- _DOCUMENT EXCERPT_:
☆ ☆ ☆ ☆ ☆

I hope I can do some writing tonight and write some letters tomorrow.
Oy! I did get a lot of writing done last night. I think it was last night, anyway.
I wrote two letters this morning and mailed them. Tomorrow I will try to write to some of the people I knew from way back when. I am finding it difficult to find time to write letters, but I am determined to do it.
Email and Web site are nice, but they're not the same as a letter.
I hope we get our teaching materials by Monday, because I'm not keen on the prospect of writing tests, and we need to have one on Wednesday and Thursday.
The trees here are filled with yellow and gold and red, and the leaf fall is so thick, I am amazed the surface of the lake is not covered with them. A crew was clearing them a day or two ago, and you wouldn't guess it by looking now.
More Polish words:
Floor (of a room) : podłoga : pod - woe - guh
Ceiling : sufit : soo - feet
Wall (interior) : ściana : sh chahn - uh
Carpet/Rug : dywan : div - ahn
Room : pokój : po - koowee
Bedroom : sypialnia : sih - pyahl - nyuh
Kitchen : kuchnia : kookh - nyuh
Bathroom : łazienka : wuh - zhen - kuh
Cellar : piwnica : piv - nee - tsuh
I think it might be time to just mention a few of the things I miss from home. I haven't mentioned this before because it just hasn't been high on my priorities to miss things. Ludicrous. How can a man decide whether or not to miss something? I am reminded of a story about a group travelling through the desert. One man was a guest, and he kept asking the man next to him: "Aren't you hungry? We haven't eaten in a very long time." To which the other always replied: "No. I am not hungry." When they reached the other side of the desert, a feast awaited them. The guest noticed that the man who wasn't hungry was eating with great fervor. He commented on this, and the man replied: "It wouldn't have done any good to be hungry where there was no food." Perhaps this is possible and perhaps that is possible. There are some things I do miss with a real ache.
The thing I miss the most, I must admit, is macaroni and cheese. I had some a few days before I left, because I knew I would miss it. The thing I miss most often, however, is the music I left behind. I would like to hear the soundtrack to /Les Miserables/, especially since I'm plowing through the book, and I keep getting snatches of /Phantom of the Opera/ in my head, so I wouldn't mind hearing that, too. I also miss having people to talk to; not talk about things, but just sit and talk. I miss having my bookshelf within easy reach.
Is there anything I don't miss? Well, I can't think of anything at the moment that I am glad I don't have.
I had an interesting thought several days ago about missing things. I used to tell people that I'm the type of person who doesn't 'miss' people. Now, I'm not sure that's correct. When people say they miss something, do they mean that they have an ache and a strong desire that someone or something was near, or do they merely mean that they thought of something or someone and weren't able to see or speak with them?
If it is the latter, there are many things I miss in that sense. I miss being able to talk with my friends. I miss listening to talk radio. I miss renting movies (though I can't for the life of me think when I'd watch them). I miss italian food. I miss T-Jay and Miracle. I miss driving (though I wouldn't want to do it here). I miss everyone at my church. I miss working on disaster response teams. I miss talking on the phone. These are all things I miss in that sense.
Aside of that sense, though, I think I am that hardy variety of person who is able to do without almost anything. There are some things I wish I had, like macaroni and cheese, and some things I don't know how I'd do without, like my laptop, but the vast majority of conveniences, relationships, and objects are do-without-able. They're not expendable (I do want them to be here), but I can manage (to varying degrees) without them.
Is that admirable, or is it bad? Either way, it's how I am, and I don't see any way of changing it. By the way, I wrote about 2400 words tonight. Yay, me!
Yours truly in front of the chalkboard.

☆ ☆ ☆ ☆ ☆

- _INFORMATION SHOWN_:

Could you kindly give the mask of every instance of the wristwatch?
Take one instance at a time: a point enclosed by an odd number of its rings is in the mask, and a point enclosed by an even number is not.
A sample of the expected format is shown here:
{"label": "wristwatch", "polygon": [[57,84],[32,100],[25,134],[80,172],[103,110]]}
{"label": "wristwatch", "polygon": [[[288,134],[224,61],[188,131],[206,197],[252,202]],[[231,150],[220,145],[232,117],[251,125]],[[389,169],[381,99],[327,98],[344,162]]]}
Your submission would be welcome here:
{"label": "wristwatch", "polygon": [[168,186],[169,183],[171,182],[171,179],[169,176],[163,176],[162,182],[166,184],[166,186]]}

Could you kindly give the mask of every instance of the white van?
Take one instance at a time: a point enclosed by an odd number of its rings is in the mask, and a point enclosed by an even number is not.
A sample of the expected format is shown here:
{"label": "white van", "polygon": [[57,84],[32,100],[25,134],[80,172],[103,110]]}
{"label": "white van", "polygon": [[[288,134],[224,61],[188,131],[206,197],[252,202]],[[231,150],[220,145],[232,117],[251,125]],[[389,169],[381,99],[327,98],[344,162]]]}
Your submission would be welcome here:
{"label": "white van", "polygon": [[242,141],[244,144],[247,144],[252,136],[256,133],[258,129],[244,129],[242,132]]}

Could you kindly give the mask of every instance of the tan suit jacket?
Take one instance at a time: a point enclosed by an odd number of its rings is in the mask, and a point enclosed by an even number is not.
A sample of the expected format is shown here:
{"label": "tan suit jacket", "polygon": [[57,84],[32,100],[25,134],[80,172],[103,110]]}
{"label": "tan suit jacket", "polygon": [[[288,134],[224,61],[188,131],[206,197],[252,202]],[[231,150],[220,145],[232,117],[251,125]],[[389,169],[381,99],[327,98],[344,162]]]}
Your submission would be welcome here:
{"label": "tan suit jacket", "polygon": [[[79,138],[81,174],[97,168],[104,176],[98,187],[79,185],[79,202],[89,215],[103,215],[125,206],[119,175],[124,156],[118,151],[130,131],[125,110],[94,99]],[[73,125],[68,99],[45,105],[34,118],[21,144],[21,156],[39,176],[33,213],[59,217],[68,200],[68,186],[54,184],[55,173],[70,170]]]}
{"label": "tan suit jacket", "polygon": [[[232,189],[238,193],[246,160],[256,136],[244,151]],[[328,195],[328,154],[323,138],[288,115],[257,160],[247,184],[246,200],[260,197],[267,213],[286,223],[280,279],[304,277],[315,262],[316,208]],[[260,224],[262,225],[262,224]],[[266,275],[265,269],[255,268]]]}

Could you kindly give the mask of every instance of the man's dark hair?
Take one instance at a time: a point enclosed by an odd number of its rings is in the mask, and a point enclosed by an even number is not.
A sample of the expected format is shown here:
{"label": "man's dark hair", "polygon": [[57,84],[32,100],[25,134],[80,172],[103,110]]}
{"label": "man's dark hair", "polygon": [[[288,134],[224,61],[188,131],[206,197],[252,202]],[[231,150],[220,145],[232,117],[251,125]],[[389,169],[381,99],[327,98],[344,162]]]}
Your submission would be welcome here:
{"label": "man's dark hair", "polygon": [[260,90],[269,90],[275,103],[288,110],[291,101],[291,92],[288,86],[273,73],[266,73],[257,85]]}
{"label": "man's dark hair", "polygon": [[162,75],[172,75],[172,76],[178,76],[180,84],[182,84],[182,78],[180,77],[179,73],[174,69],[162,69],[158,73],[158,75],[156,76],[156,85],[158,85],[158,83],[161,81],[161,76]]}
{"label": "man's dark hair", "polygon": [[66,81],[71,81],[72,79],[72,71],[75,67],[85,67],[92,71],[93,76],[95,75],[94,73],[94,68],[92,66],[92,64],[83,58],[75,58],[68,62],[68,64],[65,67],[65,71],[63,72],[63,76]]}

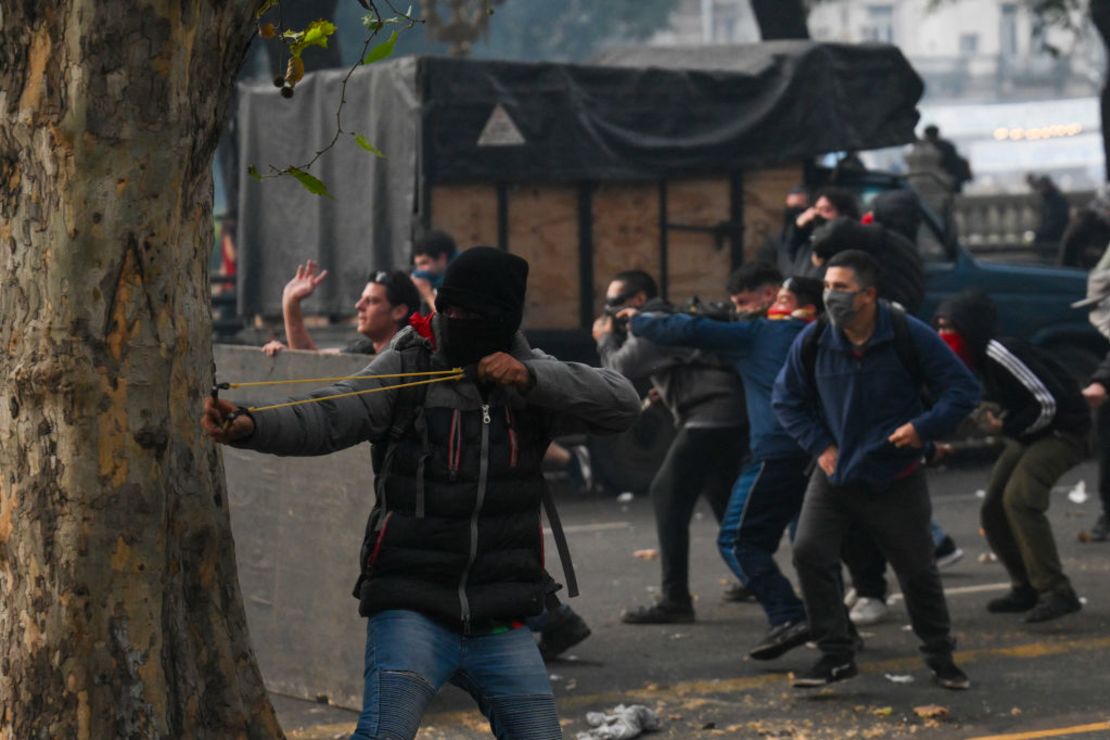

☆ ☆ ☆ ☆ ☆

- _WHAT YOU WILL DO_:
[1] Rewrite the paragraph of the journal entry that begins "If it is the latter" as a short bulleted list.
[2] Summarize the journal entry in two sentences.

- _ACTIVITY ANSWERS_:
[1]
In the sense of thinking of something without being able to have it, the writer misses:
- talking with friends
- listening to talk radio
- renting movies (though there would be no time to watch them)
- Italian food
- T-Jay and Miracle
- driving (though not there)
- everyone at church
- working on disaster response teams
- talking on the phone

[2] The writer describes mailing two letters, hoping teaching materials arrive before tests are due, and seeing thick autumn leaves by the lake, then lists Polish words for parts of a home. Reflecting on what is missed from home, such as macaroni and cheese, music, and friends, the writer concludes that most conveniences, relationships, and objects are do-without-able.